In practically one motion, Miskella flipped the ladder off his truck, stood it next to the house, raised the extension, and lightly leaned the tops of the rails soundlessly against the sidewall. He scampered up the ladder to the roof like a cat. I lumbered up behind.

“Walk like this,” he said. “Keep your feet flat. Small steps. Don’t skid!” John James Miskella was a big guy, but he traveled the roof weightlessly, stooping now and then to carefully touch the surface. 

“Too late,” he said sadly. “In the summer they skidded their feet and ran all over the place mushing up the warm, soft roofing. In the winter they came back up and stomped on the little ridges they created and cracked ‘em open.” He kneeled and laid his hand on a cracked area as if he were trying to heal a wound.

“They killed a perfectly good roof,” he said.

John James glared at me. “I have a message for all your Happy Homeowners,” he said. 

“Okay,” I said.

“Tell ‘em John James Miskella says to give their roof some RESPECT!”

Going Downhill

Every Fall people ask if I’ll print “that story about the roofer guy.” The guy is John James Miskella, local iconic roofer of days gone by, who died 6 years ago. Here’s the story, and here’s to John James:

“Think like a roofer!” said John James Miskella. John James took it personally when people mistreated their roofs. We stood in front of a fifteen-year-old house I sold and John James had just completed the roof inspection. “See all those leaves sitting on that roof?” he said. “Leaves are acidic, dang it, acidic! The acid eats through the mineral coating, destroying the shingles. I can’t believe people let layer after layer of leaves pile up and destroy their roof!”
★ ★ ★
#### [PROBLEMS TO WORK ON]
- a) Copy the roofer story word for word between "In practically one" and "lumbered up behind.", inclusive.
- b) How would you translate this sentence from the roofer story into Spanish: "“They killed a perfectly good roof,” he said."
- c) Continue the story about the roofer from where it stops.
★ ★ ★
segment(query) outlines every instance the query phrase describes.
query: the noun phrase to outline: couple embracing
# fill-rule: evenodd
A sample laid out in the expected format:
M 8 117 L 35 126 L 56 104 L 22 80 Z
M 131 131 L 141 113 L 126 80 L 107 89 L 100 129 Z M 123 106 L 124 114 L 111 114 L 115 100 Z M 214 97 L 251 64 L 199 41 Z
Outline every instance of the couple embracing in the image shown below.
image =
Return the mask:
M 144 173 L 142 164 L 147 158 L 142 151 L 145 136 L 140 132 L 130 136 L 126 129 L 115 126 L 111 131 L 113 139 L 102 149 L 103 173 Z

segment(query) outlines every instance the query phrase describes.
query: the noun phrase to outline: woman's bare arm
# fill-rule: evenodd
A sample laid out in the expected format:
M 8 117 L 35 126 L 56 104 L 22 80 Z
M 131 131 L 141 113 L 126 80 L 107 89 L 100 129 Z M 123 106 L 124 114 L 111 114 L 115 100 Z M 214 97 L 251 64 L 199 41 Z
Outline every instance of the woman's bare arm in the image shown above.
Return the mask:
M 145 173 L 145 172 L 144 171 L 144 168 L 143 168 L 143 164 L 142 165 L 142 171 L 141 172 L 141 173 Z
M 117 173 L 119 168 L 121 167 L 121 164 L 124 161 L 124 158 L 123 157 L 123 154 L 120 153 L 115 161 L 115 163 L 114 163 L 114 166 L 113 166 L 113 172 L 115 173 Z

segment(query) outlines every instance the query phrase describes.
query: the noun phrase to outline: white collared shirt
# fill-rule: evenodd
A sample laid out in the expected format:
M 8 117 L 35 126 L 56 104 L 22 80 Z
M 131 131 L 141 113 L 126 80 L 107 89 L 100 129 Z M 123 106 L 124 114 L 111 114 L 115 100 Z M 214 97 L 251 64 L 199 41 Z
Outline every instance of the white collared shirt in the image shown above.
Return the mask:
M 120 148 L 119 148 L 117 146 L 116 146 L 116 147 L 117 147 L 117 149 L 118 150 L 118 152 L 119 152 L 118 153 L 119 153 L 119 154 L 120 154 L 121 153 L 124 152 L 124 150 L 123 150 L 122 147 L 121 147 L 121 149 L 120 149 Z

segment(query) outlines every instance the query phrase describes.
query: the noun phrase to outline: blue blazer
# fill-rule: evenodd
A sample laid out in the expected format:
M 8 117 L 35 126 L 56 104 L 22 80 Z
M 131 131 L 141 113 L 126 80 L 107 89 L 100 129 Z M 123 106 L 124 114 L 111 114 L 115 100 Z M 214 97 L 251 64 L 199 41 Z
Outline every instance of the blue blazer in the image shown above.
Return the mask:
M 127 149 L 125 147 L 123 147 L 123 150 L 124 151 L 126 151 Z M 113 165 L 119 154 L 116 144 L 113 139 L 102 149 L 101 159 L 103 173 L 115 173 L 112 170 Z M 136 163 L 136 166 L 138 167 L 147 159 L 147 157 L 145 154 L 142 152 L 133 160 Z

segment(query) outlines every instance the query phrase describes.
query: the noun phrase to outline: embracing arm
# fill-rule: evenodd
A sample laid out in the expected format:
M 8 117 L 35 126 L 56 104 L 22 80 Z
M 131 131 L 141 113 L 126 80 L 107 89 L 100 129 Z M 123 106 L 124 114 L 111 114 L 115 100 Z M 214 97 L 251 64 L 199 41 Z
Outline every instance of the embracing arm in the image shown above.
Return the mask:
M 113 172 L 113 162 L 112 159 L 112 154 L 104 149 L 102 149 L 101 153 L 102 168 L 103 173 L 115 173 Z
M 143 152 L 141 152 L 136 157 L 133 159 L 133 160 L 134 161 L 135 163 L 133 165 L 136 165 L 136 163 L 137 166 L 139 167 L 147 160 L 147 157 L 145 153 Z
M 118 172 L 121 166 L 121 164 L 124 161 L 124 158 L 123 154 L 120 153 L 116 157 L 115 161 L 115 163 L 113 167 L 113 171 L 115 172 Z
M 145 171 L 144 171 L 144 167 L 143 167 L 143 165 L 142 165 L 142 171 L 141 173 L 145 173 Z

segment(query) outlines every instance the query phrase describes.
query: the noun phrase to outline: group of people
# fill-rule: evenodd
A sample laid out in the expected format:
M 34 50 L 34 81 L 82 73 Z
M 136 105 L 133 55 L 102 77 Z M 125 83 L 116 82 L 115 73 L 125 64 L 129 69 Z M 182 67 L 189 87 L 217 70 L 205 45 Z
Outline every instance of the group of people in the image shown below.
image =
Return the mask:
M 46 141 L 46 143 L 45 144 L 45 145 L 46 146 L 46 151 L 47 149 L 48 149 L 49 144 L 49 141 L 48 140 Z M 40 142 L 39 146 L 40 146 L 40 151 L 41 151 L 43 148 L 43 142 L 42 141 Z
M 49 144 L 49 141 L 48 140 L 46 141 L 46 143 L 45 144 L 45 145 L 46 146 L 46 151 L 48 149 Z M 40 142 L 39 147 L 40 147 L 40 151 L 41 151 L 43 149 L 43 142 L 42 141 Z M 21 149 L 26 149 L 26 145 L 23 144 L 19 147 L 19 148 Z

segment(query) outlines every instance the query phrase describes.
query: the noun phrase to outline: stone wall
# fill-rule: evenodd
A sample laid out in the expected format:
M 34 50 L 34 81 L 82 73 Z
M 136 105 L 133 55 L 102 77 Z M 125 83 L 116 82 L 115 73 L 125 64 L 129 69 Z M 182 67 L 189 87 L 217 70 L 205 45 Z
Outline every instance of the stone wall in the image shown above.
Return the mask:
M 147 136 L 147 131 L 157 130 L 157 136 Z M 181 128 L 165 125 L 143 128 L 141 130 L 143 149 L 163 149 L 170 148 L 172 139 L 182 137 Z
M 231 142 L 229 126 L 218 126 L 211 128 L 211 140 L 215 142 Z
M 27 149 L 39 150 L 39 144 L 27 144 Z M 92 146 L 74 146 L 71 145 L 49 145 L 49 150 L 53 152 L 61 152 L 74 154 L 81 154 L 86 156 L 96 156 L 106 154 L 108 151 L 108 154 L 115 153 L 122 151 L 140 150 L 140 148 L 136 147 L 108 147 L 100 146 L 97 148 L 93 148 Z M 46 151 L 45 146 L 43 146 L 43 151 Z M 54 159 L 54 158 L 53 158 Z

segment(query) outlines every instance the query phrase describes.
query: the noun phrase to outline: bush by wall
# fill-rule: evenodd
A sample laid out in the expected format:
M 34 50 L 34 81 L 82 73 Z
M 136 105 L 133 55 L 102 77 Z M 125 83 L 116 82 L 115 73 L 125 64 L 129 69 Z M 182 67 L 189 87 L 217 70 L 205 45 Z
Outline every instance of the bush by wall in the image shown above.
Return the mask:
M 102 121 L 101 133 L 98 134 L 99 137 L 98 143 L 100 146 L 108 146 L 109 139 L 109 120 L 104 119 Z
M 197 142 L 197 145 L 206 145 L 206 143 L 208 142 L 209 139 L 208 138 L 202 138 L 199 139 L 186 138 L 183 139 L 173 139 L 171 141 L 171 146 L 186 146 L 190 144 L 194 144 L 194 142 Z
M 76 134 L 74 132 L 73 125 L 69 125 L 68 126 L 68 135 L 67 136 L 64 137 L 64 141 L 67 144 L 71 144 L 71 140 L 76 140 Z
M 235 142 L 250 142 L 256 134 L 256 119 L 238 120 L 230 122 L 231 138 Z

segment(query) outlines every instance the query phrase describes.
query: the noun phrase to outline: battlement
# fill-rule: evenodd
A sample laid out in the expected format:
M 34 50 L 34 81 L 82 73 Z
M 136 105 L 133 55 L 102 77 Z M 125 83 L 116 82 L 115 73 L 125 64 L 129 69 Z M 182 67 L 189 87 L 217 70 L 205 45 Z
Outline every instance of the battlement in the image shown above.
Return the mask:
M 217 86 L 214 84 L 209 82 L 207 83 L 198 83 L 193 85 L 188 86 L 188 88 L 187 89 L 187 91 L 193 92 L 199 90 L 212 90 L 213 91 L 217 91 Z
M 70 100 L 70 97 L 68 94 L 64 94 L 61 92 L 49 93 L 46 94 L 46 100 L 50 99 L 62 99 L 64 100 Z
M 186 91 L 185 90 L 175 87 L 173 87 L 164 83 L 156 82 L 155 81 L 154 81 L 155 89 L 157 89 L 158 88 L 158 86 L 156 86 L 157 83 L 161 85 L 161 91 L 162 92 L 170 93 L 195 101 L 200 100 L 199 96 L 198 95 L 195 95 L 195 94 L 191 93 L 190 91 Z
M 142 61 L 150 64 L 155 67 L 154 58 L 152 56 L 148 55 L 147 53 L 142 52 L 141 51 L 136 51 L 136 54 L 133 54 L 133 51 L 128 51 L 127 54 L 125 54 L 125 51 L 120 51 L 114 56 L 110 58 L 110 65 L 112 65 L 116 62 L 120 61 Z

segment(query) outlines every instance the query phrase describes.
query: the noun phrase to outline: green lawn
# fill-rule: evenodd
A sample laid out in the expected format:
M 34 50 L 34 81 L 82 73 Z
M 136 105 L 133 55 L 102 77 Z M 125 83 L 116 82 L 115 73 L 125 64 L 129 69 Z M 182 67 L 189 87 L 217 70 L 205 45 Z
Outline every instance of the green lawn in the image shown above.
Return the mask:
★ ★ ★
#### [TASK-BY-TASK OUTPUTS]
- a)
In practically one motion, Miskella flipped the ladder off his truck, stood it next to the house, raised the extension, and lightly leaned the tops of the rails soundlessly against the sidewall. He scampered up the ladder to the roof like a cat. I lumbered up behind.

- b) —Mataron un techo en perfecto estado —dijo.

- c)
John James shook his head as he slid his extension ladder onto the lumber rack on his truck. He stopped mid-slide, and said, “Don’t people understand? The roof is our first line of defense against the elements. Roofers like me take great care installing millions of shingles for the people’s protection! One defective shingle and you get water seeping into the sheathing and rafters, rotting out the framing, and then dripping into your house! Look at those leaves piled up there. This moron single-handedly turned a thirty-year roof into a fifteen-year roof just by ignoring simple maintenance.”

I thought smugly of myself sweeping the leaves off my roof with my push-broom, a commercial variety, with a wide brush made of stiff bristle. I could move a lot of leaves with that broom. Even the deepest layer of leaves, the ones glued to the roofing, came off under the force of that commercial push-broom.

“Worse than the leaves are these idiots with their commercial push-brooms,” said John James. “They brush so hard; they rip the mineral coating clean off the surface and ruin their own roof! Idiots!”

I shook my head as if to say: How could there be such idiots?

Actually, I had recently obtained a commercial-variety leaf-blower which made the job even easier. The leaf-blower made it possible to blow leaves in all directions, not just downhill as with the push-broom. 

“Worse than the idiots with their push-brooms,” said John James, “are the maniacs with their commercial-variety leaf-blowers.”

“Oh?” I said innocently, “How could a leaf-blower hurt the roof?”

He looked at me like I was an idiot. “Look,” he said, “these maniacs with their leaf-blowers push the leaves in all directions instead of the proper direction: Downhill!”

“So?”

“So?” he mocked. “So when they blow the leaves sideways and uphill, they force the leaves and grit under the shingles where it rots and destroys the most vulnerable part of the roofing. Can’t they see the shingles flapping under the force of the air from that machine?”

In my mind, I saw a picture of myself on my roof with my leaf-blower; leaves rocketing in all directions as I grinned maniacally, feeling the power of administering hurricane-force winds. Through the storm of leaves and grit I saw the shingles flapping like wings.

“So, what do we tell these idiots?” I asked.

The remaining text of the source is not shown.